● **EXERCISE MATERIALS**:
###

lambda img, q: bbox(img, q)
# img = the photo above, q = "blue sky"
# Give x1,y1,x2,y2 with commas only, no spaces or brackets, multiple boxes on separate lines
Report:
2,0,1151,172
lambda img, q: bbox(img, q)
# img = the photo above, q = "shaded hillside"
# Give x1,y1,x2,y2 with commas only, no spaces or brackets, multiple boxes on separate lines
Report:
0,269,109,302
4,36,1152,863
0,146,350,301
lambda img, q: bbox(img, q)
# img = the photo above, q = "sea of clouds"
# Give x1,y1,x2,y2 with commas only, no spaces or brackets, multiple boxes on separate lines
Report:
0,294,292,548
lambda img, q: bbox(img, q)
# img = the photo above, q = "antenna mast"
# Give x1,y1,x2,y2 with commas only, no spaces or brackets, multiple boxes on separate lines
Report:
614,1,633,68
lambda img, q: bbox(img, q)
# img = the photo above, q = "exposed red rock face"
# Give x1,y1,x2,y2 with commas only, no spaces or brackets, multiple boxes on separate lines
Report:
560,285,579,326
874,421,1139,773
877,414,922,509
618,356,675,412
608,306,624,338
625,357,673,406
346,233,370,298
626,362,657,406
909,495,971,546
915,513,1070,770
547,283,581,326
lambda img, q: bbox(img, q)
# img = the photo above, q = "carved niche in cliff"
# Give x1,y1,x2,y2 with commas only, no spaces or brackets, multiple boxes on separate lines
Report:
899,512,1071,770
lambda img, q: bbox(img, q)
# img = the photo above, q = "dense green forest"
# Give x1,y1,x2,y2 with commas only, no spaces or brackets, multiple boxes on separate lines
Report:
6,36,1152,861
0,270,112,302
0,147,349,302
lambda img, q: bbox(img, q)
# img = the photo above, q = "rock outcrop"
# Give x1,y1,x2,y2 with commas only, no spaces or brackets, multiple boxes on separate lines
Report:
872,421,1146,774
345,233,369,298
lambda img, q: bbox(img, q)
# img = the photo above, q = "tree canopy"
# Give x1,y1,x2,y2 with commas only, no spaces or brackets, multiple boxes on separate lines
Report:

###

● **WORK TASK**: All the lines above should be written out once more, exactly.

● **RESULT**:
lambda img, q: bbox(img, q)
# img = the photo above, q = "blue sky"
# Give x1,y1,x2,y2 with commas only, no spaces or brackets, multiple boxes on separate lines
Report:
2,0,1151,172
lambda img, q: bbox(img, q)
# img = the photo above, q = "shaded hillside"
# Give x1,y1,x2,y2 with commas only, no spaces or brackets, multiple boxes on separate lines
Report:
0,269,109,302
4,36,1152,863
0,146,350,301
lambda img, q: bbox(img, q)
# img = the photo above, q = "sea of clouds"
# Give x1,y1,x2,y2 with commas only, no spaces or brackets, multiple boxes on separate lines
Report:
0,294,292,548
lambda img, q: bbox(img, q)
# img = the photo above, q = "antenna mast"
# Give x1,y1,x2,y2 with commas only, no spaces or brackets, multiple boxes on separate lines
Report:
614,1,633,68
lambda img, q: bbox(img, q)
# img = the photo above, q = "exposed red rock face"
# Give x1,y1,x2,y2 with commas only, no spaces or brackets, multiple boxes on separate lines
Report:
560,285,579,326
874,421,1139,773
877,414,922,509
618,356,675,412
608,306,624,338
625,357,673,406
346,233,370,298
626,362,657,406
909,495,971,546
915,513,1070,770
547,283,581,326
lambda img, q: bbox(img, q)
# img = the photo above, q = "carved niche in cliff"
# Give x1,y1,x2,y2 with commas only, no spaces or brackets, multiple boxes on separate lines
Report:
899,512,1071,770
lambda img, q: bbox(img, q)
# img = the photo above, q = "dense green forest"
# Give x1,y1,x2,y2 with commas only, no spaces or brackets, multiple boxes on separate lines
Report:
6,36,1152,861
0,270,112,302
0,147,349,302
lambda img, q: bbox(img, q)
# img = the photo above, q = "rock outcrop"
# Give x1,y1,x2,y2 with commas only, no spaces or brackets, multiple boxes on separate lines
Report:
872,421,1146,774
345,233,369,298
lambda img, q: bbox(img, q)
# img = the photo above, q = "tree canopy"
# Give x1,y1,x2,y2 with commas only, no spaces or brackets, multiple boxes on separate lines
Report:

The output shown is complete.